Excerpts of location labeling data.
------------

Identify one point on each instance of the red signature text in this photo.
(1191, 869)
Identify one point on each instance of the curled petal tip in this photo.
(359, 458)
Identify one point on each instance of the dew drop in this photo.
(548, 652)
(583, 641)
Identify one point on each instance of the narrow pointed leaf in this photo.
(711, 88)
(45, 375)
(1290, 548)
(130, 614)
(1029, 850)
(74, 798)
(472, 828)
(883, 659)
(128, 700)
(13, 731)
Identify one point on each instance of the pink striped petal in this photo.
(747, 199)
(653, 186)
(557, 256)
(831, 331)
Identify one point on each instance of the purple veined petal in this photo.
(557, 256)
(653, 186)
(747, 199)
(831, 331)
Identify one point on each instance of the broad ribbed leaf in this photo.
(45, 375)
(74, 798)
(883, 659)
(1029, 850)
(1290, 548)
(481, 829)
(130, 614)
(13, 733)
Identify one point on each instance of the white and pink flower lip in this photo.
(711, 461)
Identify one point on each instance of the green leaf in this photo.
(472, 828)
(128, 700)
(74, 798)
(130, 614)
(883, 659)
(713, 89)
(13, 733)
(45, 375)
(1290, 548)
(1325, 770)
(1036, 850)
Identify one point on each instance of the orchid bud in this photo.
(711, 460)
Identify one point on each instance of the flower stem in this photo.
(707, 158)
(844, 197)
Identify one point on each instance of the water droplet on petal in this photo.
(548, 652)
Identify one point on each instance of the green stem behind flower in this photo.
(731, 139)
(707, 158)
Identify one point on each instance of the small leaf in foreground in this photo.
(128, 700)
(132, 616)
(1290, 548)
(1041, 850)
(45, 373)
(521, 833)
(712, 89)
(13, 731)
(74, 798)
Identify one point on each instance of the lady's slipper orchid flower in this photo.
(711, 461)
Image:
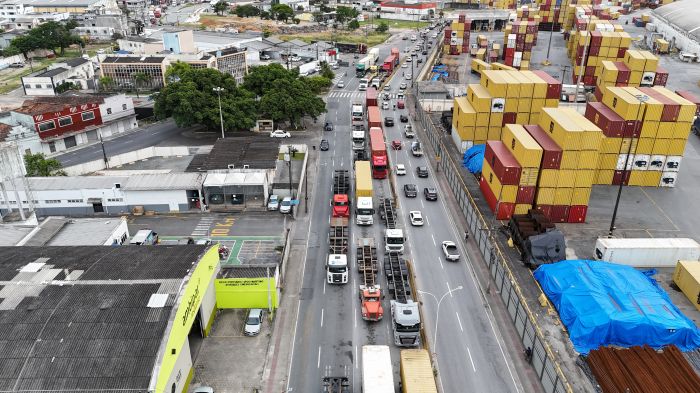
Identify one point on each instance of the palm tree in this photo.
(140, 78)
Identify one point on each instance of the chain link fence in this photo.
(543, 361)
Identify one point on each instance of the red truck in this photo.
(379, 156)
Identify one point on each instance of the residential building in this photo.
(52, 124)
(79, 72)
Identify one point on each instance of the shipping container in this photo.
(647, 252)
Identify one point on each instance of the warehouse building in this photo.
(679, 24)
(104, 318)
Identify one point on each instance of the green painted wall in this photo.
(245, 292)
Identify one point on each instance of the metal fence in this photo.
(543, 361)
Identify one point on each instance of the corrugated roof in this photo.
(169, 181)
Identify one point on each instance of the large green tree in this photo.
(191, 100)
(38, 165)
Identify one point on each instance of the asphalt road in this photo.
(330, 332)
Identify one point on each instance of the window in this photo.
(64, 121)
(46, 126)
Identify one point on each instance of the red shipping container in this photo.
(690, 97)
(503, 163)
(526, 194)
(577, 214)
(553, 85)
(606, 119)
(618, 176)
(551, 152)
(509, 118)
(560, 213)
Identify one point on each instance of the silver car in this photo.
(253, 322)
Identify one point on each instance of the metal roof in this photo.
(682, 14)
(95, 334)
(167, 181)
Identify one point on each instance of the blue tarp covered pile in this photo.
(603, 303)
(474, 158)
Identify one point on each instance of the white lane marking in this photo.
(470, 359)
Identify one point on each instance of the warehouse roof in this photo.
(684, 15)
(80, 320)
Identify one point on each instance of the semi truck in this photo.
(417, 374)
(341, 188)
(370, 291)
(377, 371)
(405, 317)
(364, 209)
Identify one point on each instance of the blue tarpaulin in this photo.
(474, 158)
(603, 303)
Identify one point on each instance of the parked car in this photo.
(324, 145)
(450, 250)
(280, 134)
(273, 203)
(410, 190)
(286, 205)
(416, 218)
(400, 170)
(253, 323)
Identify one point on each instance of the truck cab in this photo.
(364, 211)
(337, 269)
(394, 240)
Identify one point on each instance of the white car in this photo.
(280, 134)
(416, 218)
(400, 170)
(450, 250)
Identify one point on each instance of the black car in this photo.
(430, 193)
(410, 190)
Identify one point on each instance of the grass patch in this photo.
(349, 37)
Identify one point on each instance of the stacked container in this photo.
(652, 124)
(502, 97)
(520, 38)
(568, 168)
(456, 38)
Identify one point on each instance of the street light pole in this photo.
(218, 91)
(642, 99)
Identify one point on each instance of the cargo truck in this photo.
(341, 188)
(364, 209)
(417, 374)
(647, 252)
(369, 291)
(377, 371)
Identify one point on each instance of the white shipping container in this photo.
(377, 371)
(652, 252)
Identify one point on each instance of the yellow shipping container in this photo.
(545, 196)
(566, 178)
(562, 196)
(548, 178)
(604, 176)
(687, 278)
(528, 176)
(525, 149)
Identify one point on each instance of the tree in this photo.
(39, 166)
(246, 11)
(191, 100)
(220, 7)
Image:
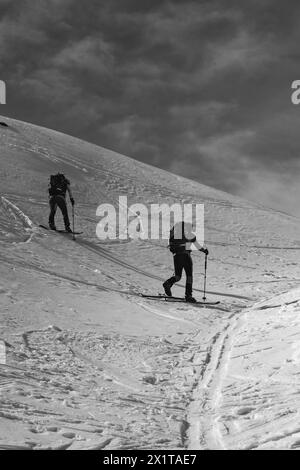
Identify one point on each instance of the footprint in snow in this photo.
(245, 410)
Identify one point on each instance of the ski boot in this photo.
(190, 298)
(167, 289)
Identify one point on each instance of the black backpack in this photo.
(176, 245)
(58, 185)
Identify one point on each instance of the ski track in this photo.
(67, 388)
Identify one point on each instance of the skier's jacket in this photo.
(178, 240)
(58, 185)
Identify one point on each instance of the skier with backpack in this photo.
(58, 187)
(180, 241)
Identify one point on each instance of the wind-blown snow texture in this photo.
(91, 365)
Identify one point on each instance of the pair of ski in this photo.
(60, 231)
(177, 299)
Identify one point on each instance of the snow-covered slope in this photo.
(89, 363)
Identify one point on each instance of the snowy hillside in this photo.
(86, 363)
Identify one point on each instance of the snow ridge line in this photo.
(204, 421)
(17, 212)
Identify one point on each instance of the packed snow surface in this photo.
(86, 363)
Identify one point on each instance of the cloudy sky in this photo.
(201, 88)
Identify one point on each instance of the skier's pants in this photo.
(58, 201)
(183, 261)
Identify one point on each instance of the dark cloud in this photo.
(198, 87)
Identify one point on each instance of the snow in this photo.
(86, 363)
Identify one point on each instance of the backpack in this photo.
(176, 245)
(58, 185)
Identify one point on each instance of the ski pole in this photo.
(73, 220)
(205, 269)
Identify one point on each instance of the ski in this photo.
(60, 231)
(177, 299)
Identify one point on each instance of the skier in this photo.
(181, 239)
(58, 187)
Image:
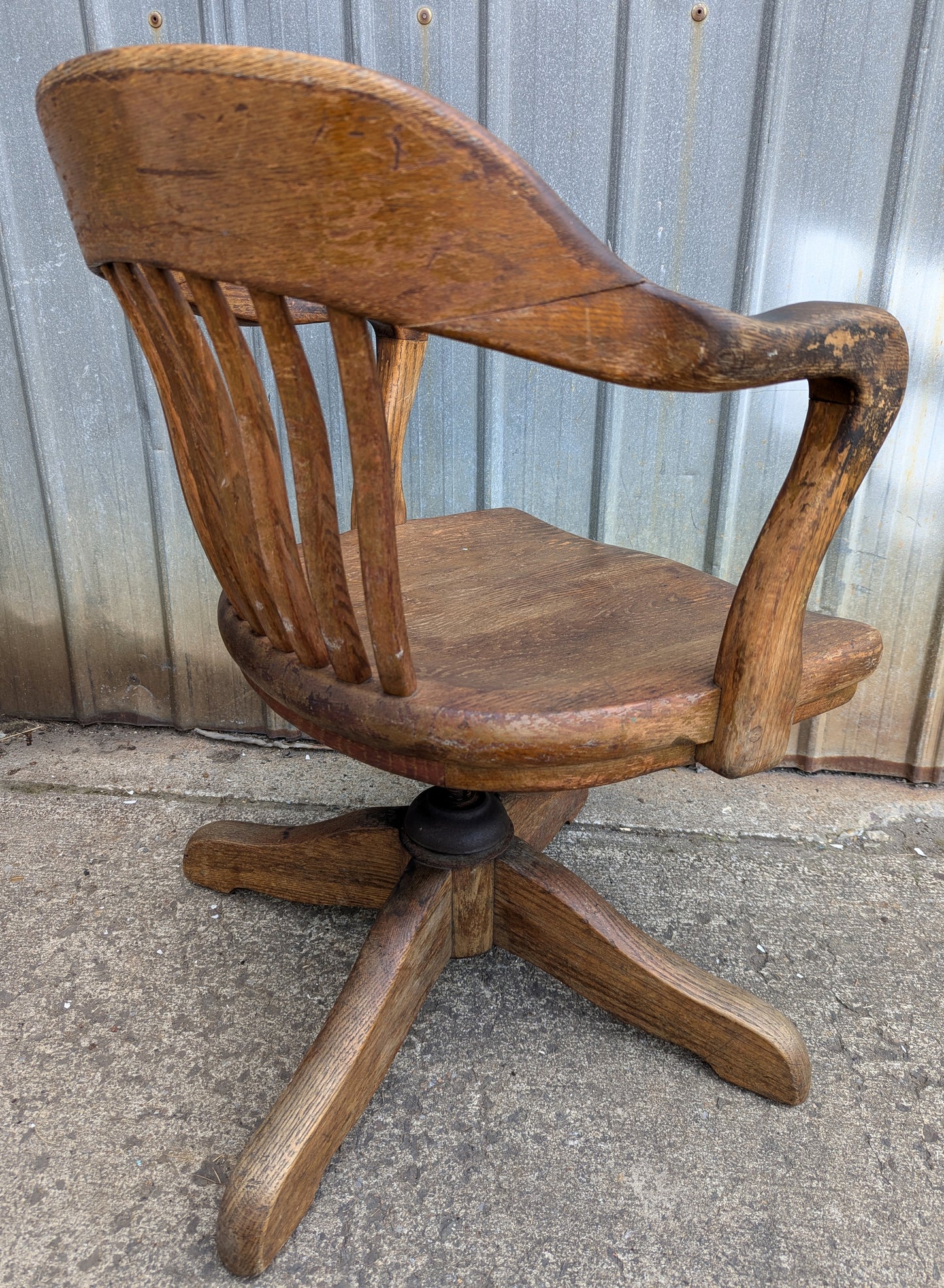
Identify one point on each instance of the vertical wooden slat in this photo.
(212, 428)
(370, 454)
(265, 474)
(314, 487)
(210, 424)
(400, 364)
(178, 397)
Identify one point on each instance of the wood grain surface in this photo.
(544, 660)
(547, 915)
(278, 1172)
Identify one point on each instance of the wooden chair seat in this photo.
(545, 660)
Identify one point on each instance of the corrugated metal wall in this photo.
(778, 151)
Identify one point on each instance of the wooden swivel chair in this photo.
(513, 665)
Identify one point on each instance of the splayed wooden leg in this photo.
(551, 918)
(278, 1172)
(355, 860)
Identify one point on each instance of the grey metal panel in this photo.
(775, 152)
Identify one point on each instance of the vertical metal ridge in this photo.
(350, 34)
(924, 13)
(481, 355)
(764, 139)
(603, 411)
(157, 543)
(26, 388)
(743, 280)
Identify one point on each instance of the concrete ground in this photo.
(522, 1136)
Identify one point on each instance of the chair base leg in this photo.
(523, 902)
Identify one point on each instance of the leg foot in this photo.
(551, 918)
(278, 1172)
(355, 860)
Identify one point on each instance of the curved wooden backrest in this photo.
(307, 177)
(295, 177)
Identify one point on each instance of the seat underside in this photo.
(544, 660)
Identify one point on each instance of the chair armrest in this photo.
(855, 360)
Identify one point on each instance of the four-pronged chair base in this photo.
(523, 902)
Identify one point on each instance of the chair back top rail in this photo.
(302, 184)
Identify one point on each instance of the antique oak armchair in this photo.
(505, 662)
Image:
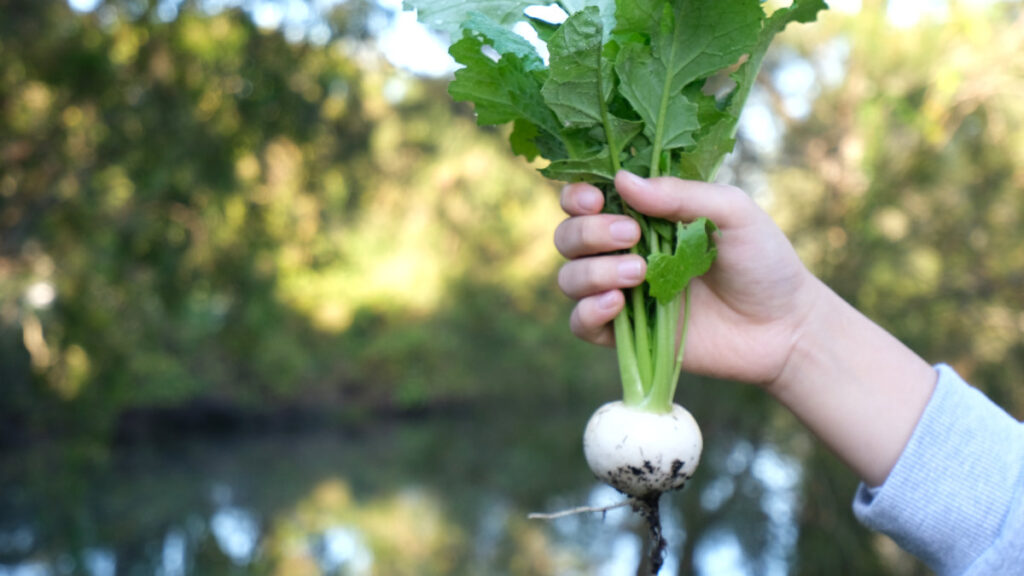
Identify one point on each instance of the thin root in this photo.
(581, 510)
(647, 507)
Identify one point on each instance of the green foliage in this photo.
(630, 95)
(693, 254)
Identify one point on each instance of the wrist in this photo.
(808, 330)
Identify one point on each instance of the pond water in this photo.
(441, 495)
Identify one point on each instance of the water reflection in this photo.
(423, 498)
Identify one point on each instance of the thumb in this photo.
(679, 200)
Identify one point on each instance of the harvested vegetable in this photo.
(625, 86)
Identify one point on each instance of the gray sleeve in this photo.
(955, 497)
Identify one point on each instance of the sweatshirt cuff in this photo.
(947, 497)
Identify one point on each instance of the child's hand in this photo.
(747, 313)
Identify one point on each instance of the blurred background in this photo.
(271, 303)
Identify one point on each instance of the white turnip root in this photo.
(641, 453)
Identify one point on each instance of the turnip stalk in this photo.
(624, 89)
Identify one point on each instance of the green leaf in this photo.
(592, 169)
(689, 39)
(669, 275)
(581, 80)
(505, 90)
(523, 139)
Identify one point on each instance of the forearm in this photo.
(857, 387)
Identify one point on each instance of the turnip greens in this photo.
(626, 85)
(624, 89)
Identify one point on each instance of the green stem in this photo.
(641, 333)
(682, 342)
(629, 372)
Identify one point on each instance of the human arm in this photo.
(759, 316)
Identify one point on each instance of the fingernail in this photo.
(625, 231)
(631, 271)
(590, 200)
(632, 179)
(607, 300)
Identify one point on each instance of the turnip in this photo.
(625, 88)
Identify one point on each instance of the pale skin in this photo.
(758, 317)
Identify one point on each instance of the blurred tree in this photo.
(198, 207)
(901, 188)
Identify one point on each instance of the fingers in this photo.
(591, 320)
(686, 200)
(589, 235)
(581, 199)
(587, 277)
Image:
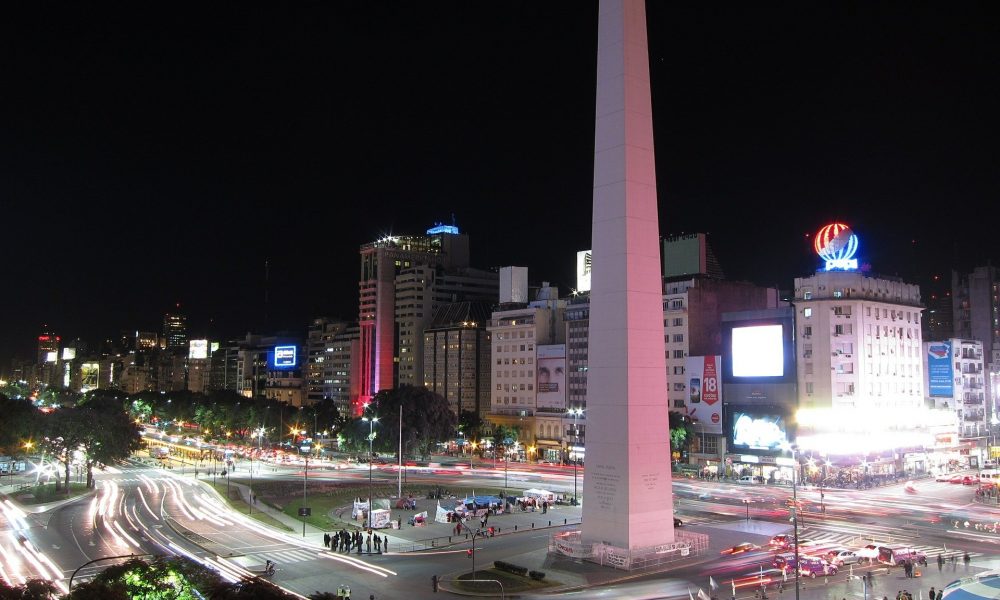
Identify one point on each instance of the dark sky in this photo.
(160, 153)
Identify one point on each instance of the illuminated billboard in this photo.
(285, 357)
(760, 428)
(704, 392)
(198, 349)
(584, 259)
(940, 370)
(758, 347)
(551, 383)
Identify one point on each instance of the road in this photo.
(141, 509)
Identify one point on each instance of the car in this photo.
(842, 557)
(785, 560)
(741, 548)
(810, 566)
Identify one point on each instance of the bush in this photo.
(515, 569)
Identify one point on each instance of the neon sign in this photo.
(837, 245)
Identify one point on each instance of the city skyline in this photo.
(158, 159)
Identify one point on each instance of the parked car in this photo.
(741, 548)
(785, 560)
(811, 566)
(842, 557)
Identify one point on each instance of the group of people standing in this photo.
(356, 540)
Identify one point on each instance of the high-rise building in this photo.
(420, 290)
(331, 362)
(456, 356)
(976, 310)
(858, 340)
(381, 262)
(175, 331)
(524, 396)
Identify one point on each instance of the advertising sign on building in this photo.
(284, 357)
(583, 264)
(551, 377)
(940, 374)
(704, 387)
(198, 349)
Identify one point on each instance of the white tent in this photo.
(380, 518)
(442, 514)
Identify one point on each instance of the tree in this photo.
(427, 419)
(111, 435)
(681, 431)
(21, 423)
(32, 589)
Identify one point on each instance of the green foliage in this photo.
(32, 589)
(21, 422)
(427, 420)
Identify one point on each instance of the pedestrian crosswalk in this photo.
(285, 556)
(827, 539)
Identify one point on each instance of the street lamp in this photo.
(795, 510)
(371, 438)
(576, 412)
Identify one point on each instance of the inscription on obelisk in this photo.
(628, 500)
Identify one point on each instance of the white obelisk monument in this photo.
(628, 502)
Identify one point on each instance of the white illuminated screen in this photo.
(758, 351)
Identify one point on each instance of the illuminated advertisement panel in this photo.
(940, 373)
(285, 357)
(583, 264)
(759, 348)
(198, 349)
(704, 392)
(760, 428)
(551, 384)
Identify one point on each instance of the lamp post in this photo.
(795, 510)
(371, 438)
(576, 412)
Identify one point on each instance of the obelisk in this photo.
(628, 501)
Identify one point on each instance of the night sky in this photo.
(156, 154)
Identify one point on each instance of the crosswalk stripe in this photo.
(851, 540)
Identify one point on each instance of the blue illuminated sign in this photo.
(284, 357)
(940, 374)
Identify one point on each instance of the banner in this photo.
(704, 392)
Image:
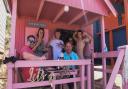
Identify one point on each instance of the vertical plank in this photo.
(111, 46)
(115, 70)
(126, 17)
(82, 77)
(13, 27)
(103, 49)
(10, 76)
(89, 77)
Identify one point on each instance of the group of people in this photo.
(36, 49)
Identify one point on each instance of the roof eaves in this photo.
(111, 7)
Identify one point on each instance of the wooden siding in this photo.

------------

Quote exactly the lines from the line that contains "Identify one point on each instance of the pedestrian" through the last line of the listing, please, leaving out all pictures.

Identify one point on each instance of the pedestrian crosswalk in this photo.
(285, 556)
(827, 539)
Identify one point on each instance of the street lamp in this photo.
(795, 510)
(371, 438)
(576, 412)
Identify one point on each instance of the inscription on obelisk in this photo.
(628, 500)
Identify one point on each instance of the white obelisk monument in this photo.
(628, 502)
Identify one point on each instance of the white illuminated screen in this photo.
(758, 351)
Identify one point on each instance of the illuminated advertisement panel in this photo.
(940, 373)
(285, 357)
(583, 264)
(759, 348)
(198, 349)
(704, 392)
(760, 428)
(551, 384)
Identify one point on each instance of the lamp post in this photo.
(795, 510)
(371, 438)
(576, 412)
Identify one point on each instance of the obelisk in this photo.
(628, 501)
Identify one point on each instance of the night sky in this photo.
(156, 154)
Identify one point on each instance of the crosswalk stripe in this photo.
(851, 540)
Identify one point on each instance of the blue illuminated sign in this photo.
(284, 357)
(940, 374)
Identify one point on each instance of the banner in this photo.
(704, 392)
Image:
Identify one point on each instance of the vertical plank in this photo.
(111, 46)
(115, 70)
(126, 17)
(82, 77)
(13, 27)
(103, 49)
(10, 76)
(89, 77)
Identify one point on each instance of the group of people in this photo.
(36, 49)
Identify one point on each instance of the roof eaves in this photo.
(111, 7)
Identify one point on each instance of the wooden siding in this photo.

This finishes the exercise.